• _TASK DIRECTIONS_: Gather each line of the material that contains the string "positive" and copy those lines in full.

• _EXERCISE DATA_:

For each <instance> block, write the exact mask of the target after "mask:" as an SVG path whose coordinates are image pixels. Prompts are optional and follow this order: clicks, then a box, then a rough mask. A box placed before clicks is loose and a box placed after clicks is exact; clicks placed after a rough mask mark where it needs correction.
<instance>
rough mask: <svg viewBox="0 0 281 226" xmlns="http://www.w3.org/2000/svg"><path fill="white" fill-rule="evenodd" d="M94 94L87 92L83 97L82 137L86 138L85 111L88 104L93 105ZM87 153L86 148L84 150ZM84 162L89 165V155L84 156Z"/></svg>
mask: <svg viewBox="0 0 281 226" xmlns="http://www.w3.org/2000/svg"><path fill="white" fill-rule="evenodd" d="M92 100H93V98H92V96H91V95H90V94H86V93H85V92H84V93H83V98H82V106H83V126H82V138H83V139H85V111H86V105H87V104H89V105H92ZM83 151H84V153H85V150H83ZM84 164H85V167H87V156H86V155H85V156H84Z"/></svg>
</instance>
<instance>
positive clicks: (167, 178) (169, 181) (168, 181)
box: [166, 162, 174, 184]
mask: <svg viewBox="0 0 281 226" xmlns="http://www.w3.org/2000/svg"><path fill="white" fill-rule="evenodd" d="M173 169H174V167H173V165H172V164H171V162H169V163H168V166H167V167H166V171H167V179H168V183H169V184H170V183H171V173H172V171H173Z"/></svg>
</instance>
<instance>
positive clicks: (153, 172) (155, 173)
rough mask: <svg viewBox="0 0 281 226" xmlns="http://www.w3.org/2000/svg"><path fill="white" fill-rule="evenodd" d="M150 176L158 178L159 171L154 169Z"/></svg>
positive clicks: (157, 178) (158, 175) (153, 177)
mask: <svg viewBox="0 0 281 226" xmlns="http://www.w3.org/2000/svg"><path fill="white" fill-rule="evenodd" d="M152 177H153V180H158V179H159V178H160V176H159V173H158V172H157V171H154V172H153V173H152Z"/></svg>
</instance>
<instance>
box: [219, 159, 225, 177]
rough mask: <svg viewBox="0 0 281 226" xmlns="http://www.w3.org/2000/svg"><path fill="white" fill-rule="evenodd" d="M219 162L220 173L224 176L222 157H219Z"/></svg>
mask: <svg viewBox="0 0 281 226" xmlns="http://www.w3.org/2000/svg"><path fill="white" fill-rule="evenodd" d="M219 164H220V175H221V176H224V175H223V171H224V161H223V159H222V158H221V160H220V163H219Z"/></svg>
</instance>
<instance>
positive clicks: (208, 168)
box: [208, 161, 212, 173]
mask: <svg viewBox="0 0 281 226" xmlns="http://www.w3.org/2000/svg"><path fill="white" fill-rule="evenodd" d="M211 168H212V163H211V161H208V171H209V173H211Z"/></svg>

• _RESPONSE BELOW_:
positive clicks: (167, 178) (169, 181) (168, 181)
positive clicks: (153, 172) (155, 173)
positive clicks: (157, 178) (158, 175) (153, 177)
positive clicks: (208, 168)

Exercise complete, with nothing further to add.